**About this task**
Turn the paragraph beginning "Hammond is the first city" in the article about Hammond police body cameras into a short bulleted list that keeps its main facts.

**Selected passage**
Post Tribune May 8, 2015


Body cameras in place for Hammond police
Closeup of body camera. (Michelle L. Quinn, Post-Tribune)
By Michelle L. Quinn Post-Tribune


Hammond police outfitted with body cams
Hammond Police Sgt. Mike Schmidt says he never doubted its usefulness, but his new department-issued body camera proved its weight in gold during a recent traffic stop.Schmidt and his partner, who've had cameras since April 30, responded to a robbery call at a 165th Street convenience store on May 4. When they found a car matching the description of a car seen at the store driving away from a gas station, the officers pulled it over and started talking to the people inside, Schmidt said.

When they questioned the male passenger, Schmidt said his answers were cagey about his identity, including the fact that he said he didn't have a middle name. The woman driver, however, told his partner separately the man's name, he said. Schmidt went back to the man with the information, and the man told him the name she gave was his middle name. "I told him he'd just said he didn't have a middle name, and he said, 'I didn't say that,'" Schmidt said. "So I pulled out my phone and said, 'Well, we can take a look at the recording and I can show you what you said.' "He just put his head down because he knew I had him. We cuffed him and arrested him."
They look suspiciously like old pagers, but instead of being worn on the hip, they sit dead center on the chest. The Taser International AXON body cameras the Hammond Police Department are wearing promise to offer officers, as well as the public at large, an extra level of safety and veracity during traffic stops, according to Hammond Police Chief John Doughty.
Hammond is the first city in Northwest Indiana to fit its entire department with the cameras, Doughty said, though Gary is testing out its own cameras and Crown Point and Highland are looking in to them as well. The process of securing them started two years ago under former Police Chief Brian Miller, and back then, it almost wasn't worth it.

"The cameras back then had wires, and the technology was horrible," Doughty said. "Also, the climate for the officers with regard to social media wasn't nearly as severe as it is today. Today, they feel they need the protection."

**The data**
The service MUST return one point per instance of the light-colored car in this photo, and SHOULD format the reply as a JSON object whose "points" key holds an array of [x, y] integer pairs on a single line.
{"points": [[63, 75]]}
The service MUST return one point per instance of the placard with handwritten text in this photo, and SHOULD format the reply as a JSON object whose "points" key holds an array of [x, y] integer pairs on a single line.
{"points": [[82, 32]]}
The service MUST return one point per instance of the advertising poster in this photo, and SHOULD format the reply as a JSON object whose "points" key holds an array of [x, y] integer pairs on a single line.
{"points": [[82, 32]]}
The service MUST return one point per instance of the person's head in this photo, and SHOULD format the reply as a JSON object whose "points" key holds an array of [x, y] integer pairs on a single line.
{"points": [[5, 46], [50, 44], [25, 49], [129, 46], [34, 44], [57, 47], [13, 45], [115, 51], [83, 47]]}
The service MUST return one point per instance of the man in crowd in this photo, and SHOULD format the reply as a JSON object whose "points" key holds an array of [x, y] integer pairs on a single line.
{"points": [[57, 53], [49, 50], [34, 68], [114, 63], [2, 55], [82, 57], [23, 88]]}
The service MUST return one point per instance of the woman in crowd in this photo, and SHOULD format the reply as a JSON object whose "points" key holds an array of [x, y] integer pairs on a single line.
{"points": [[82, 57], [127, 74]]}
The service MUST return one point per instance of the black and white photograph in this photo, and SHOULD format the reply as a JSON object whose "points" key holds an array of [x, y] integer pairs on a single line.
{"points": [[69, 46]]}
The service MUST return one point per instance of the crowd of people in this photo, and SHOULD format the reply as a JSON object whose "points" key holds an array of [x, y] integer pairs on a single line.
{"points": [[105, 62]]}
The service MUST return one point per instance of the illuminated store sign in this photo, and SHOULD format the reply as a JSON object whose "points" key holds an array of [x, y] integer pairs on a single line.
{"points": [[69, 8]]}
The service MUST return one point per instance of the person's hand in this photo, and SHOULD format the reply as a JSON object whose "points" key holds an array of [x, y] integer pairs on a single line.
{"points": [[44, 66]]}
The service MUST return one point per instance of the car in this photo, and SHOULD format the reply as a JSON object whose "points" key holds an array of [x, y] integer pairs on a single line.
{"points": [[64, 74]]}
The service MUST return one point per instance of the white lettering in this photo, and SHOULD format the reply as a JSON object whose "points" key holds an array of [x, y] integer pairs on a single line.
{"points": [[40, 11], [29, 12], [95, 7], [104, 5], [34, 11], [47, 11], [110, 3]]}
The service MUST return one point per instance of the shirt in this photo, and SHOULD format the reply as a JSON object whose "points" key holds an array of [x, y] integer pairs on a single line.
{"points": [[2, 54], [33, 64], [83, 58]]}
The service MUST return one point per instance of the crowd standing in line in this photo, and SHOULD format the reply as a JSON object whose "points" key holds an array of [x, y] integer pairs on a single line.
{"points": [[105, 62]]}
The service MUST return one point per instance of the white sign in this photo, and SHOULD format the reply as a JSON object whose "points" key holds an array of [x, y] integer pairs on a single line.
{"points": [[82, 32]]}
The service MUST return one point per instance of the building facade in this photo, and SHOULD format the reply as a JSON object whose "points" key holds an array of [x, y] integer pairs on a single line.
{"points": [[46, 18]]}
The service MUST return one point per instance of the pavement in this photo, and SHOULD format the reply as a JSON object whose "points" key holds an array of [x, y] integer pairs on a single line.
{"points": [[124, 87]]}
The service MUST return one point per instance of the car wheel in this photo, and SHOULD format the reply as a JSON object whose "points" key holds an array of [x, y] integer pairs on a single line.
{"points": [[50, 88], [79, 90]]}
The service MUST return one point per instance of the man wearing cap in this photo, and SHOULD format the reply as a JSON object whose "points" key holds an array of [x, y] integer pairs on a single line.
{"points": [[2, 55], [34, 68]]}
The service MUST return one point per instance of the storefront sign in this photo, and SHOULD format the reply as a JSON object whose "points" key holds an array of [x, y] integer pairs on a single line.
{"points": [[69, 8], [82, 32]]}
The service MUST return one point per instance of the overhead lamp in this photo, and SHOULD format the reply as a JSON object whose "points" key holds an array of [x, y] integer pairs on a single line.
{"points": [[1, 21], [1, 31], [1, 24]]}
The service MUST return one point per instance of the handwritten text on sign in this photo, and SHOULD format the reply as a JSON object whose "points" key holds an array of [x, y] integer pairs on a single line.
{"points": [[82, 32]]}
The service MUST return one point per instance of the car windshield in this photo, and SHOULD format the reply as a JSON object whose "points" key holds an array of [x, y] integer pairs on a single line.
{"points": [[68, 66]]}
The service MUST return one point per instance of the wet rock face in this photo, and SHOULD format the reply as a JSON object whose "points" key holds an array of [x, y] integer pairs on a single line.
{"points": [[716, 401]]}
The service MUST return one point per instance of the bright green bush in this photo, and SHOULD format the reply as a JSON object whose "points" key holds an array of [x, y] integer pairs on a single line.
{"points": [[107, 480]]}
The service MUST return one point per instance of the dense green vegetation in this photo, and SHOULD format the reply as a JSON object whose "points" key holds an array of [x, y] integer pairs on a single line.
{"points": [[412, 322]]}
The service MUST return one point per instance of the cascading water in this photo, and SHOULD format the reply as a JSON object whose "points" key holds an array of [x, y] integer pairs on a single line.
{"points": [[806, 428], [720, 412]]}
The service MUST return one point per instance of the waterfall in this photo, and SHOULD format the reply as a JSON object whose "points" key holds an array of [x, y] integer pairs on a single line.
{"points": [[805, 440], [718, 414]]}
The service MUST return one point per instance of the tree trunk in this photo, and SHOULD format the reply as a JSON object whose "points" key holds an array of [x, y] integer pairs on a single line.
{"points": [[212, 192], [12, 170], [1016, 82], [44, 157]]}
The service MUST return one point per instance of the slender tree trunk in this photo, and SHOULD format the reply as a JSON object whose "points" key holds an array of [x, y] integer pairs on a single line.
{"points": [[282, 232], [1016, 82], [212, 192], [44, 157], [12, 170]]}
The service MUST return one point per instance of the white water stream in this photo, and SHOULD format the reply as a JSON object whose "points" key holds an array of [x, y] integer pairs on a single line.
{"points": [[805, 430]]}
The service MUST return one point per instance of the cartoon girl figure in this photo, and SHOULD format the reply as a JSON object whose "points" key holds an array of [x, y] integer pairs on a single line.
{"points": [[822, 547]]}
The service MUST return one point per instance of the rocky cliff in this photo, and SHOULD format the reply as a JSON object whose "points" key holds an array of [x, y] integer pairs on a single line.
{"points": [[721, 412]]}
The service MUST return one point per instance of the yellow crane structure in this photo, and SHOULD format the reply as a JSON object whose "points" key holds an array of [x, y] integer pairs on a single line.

**Written answer**
- Hammond is the first city in Northwest Indiana to equip its entire police department with body cameras, according to Chief Doughty.
- Gary is testing its own cameras, and Crown Point and Highland are also looking into them.
- Hammond began the process of getting the cameras two years ago under former Police Chief Brian Miller.
- At that time, the effort was almost not worth it.